(Entries from a pointing dataset)
[start]

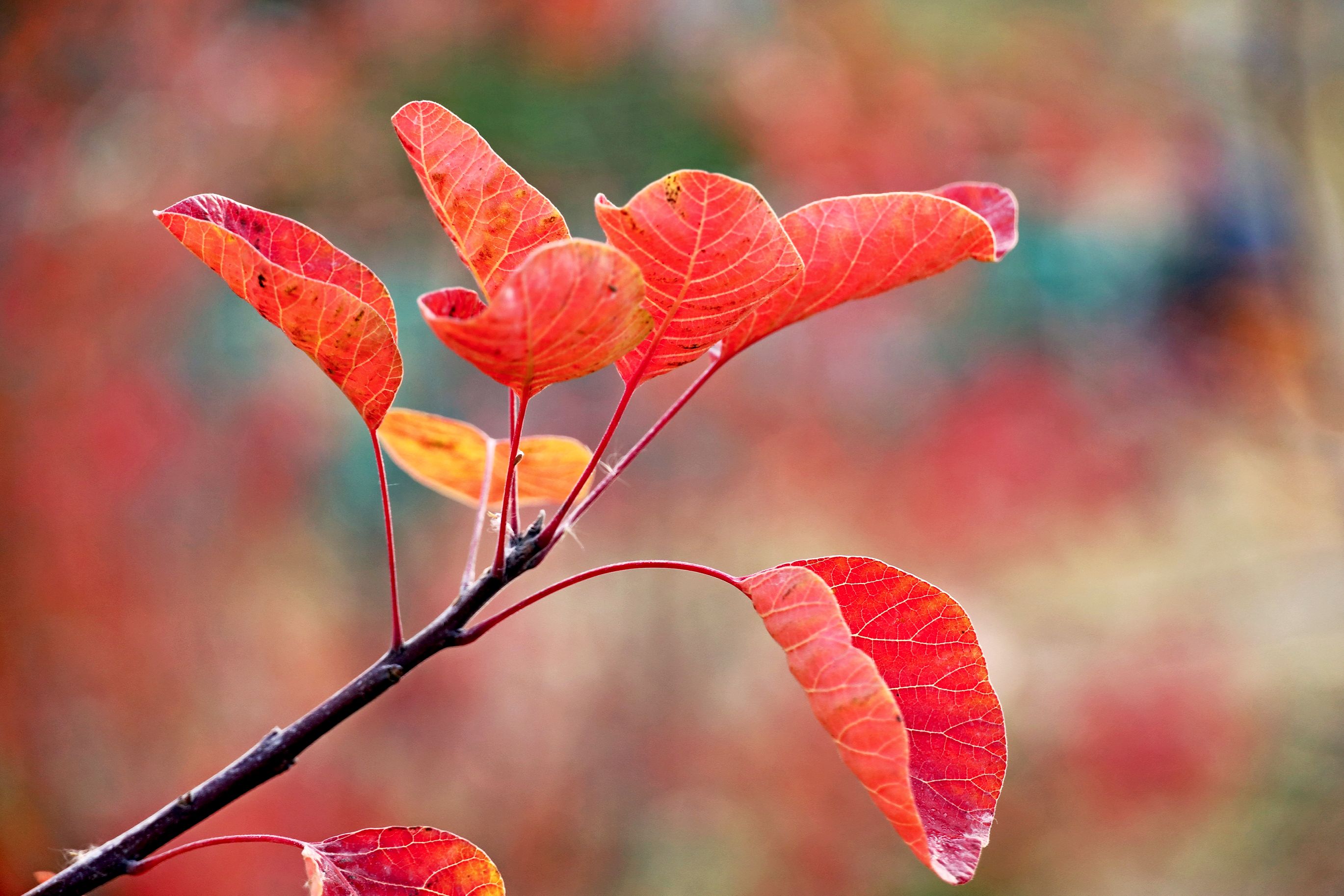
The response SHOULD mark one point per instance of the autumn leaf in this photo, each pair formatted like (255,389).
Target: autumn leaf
(399,862)
(859,246)
(894,673)
(710,249)
(449,457)
(572,308)
(492,215)
(328,304)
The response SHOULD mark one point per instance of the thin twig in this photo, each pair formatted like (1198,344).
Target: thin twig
(141,867)
(481,511)
(644,441)
(515,434)
(392,547)
(477,631)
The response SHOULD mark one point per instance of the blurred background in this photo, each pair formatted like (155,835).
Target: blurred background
(1120,448)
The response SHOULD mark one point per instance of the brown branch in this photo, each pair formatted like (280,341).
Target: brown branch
(277,750)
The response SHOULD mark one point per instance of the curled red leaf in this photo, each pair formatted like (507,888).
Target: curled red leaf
(399,862)
(710,249)
(492,215)
(572,308)
(859,246)
(330,305)
(894,673)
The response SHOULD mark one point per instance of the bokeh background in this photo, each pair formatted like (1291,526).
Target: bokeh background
(1120,449)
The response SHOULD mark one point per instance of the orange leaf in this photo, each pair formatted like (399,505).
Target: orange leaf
(894,673)
(328,304)
(492,215)
(572,308)
(399,862)
(859,246)
(710,249)
(449,457)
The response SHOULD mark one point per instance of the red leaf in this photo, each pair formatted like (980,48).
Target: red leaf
(894,673)
(572,308)
(328,304)
(492,215)
(399,862)
(710,249)
(859,246)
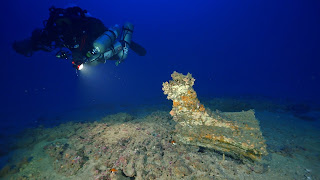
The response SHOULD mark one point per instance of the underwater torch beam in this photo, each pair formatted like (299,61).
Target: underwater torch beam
(235,133)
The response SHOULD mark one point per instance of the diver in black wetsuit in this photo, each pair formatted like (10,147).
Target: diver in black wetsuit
(80,38)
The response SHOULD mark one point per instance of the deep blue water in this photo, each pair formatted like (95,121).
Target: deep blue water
(232,48)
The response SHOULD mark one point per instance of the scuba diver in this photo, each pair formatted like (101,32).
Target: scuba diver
(78,37)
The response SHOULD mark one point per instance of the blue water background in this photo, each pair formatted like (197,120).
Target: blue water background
(232,48)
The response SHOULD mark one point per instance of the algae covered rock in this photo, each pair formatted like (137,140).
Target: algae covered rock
(236,133)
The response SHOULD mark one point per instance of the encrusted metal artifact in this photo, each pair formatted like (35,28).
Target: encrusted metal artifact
(235,133)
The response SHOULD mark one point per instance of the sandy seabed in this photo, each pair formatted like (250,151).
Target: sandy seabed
(122,146)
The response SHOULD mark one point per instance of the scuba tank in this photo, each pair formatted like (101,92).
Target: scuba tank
(106,40)
(125,40)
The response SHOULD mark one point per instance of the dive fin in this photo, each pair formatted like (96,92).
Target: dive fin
(137,48)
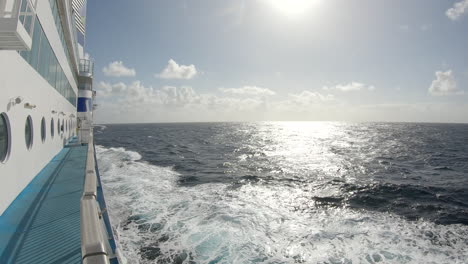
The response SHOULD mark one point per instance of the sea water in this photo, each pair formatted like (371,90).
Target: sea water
(287,192)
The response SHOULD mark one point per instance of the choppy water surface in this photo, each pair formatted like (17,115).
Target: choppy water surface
(287,192)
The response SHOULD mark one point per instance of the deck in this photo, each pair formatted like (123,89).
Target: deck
(43,224)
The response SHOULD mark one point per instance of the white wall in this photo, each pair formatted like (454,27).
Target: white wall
(18,78)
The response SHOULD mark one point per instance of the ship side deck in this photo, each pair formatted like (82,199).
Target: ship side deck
(42,225)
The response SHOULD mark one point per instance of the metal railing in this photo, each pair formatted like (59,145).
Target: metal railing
(95,247)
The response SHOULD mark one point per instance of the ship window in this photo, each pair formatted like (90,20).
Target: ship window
(43,130)
(28,132)
(52,128)
(4,137)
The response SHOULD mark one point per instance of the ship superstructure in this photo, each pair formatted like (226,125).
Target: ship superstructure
(46,145)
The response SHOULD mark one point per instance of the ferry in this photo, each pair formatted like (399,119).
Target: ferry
(52,206)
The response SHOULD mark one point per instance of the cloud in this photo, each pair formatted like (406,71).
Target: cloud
(176,71)
(457,10)
(444,84)
(308,97)
(248,90)
(117,69)
(351,87)
(135,102)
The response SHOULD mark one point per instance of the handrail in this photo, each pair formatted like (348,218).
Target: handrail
(95,248)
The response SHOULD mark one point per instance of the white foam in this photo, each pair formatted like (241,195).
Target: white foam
(258,223)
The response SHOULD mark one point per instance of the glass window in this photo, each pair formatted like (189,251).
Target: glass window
(28,132)
(4,137)
(43,129)
(52,128)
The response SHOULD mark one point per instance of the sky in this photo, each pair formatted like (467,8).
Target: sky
(279,60)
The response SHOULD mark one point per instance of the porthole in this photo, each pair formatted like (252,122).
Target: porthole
(5,139)
(52,131)
(28,132)
(43,130)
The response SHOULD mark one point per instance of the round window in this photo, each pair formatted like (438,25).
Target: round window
(4,137)
(28,132)
(43,129)
(52,128)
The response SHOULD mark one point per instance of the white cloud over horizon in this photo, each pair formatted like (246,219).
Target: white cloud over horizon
(248,90)
(118,69)
(134,102)
(350,87)
(176,71)
(444,84)
(457,10)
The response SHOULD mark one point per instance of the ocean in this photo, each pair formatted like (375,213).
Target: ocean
(287,192)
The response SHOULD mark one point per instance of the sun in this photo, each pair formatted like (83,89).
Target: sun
(293,7)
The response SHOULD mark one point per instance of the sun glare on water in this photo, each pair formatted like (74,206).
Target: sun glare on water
(293,8)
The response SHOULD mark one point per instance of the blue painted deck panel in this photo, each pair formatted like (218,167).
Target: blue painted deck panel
(43,224)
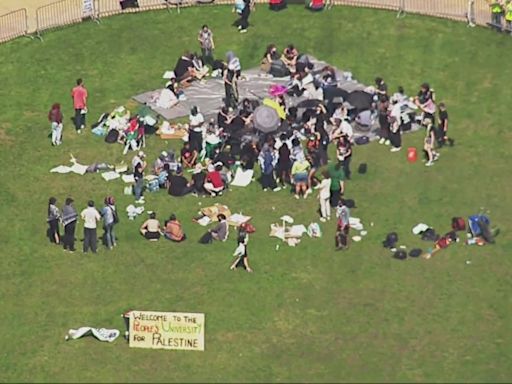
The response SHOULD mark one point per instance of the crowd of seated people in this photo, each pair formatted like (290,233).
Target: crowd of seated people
(171,230)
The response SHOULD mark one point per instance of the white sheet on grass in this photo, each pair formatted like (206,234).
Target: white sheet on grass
(110,175)
(61,169)
(76,168)
(204,221)
(79,168)
(242,178)
(128,178)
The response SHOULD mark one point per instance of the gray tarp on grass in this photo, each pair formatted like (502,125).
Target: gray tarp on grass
(209,96)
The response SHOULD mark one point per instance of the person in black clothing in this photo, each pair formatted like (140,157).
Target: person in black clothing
(231,88)
(381,88)
(443,126)
(344,152)
(243,23)
(321,117)
(198,178)
(178,184)
(69,219)
(284,163)
(224,118)
(249,155)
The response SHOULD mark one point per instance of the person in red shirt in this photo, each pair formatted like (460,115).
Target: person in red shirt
(79,96)
(213,182)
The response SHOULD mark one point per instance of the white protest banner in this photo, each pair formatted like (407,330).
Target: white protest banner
(88,8)
(167,330)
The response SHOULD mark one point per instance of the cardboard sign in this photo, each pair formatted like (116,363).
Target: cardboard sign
(88,8)
(167,330)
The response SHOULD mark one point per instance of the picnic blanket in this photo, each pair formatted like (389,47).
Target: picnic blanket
(242,178)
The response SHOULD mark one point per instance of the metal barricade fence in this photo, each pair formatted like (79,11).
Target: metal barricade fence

[end]

Print everything in the listing from the line containing "The response SHOULD mark one point per instance of the cardboard" down to the end of the listing, reproducing each line verbatim.

The response SHOULD mark one point per instance of the cardboard sign in this photo, each pair formatted like (116,363).
Target: cardboard sign
(88,8)
(167,330)
The response SHOULD mark one point per instance of the picnic blanket in this photo, each pair formatted like (389,47).
Target: picnic blanket
(242,178)
The response SHOULD mark one point per instance of the metal barricade fence in this photo, each pair formatted like (79,11).
Target: metal barricade fence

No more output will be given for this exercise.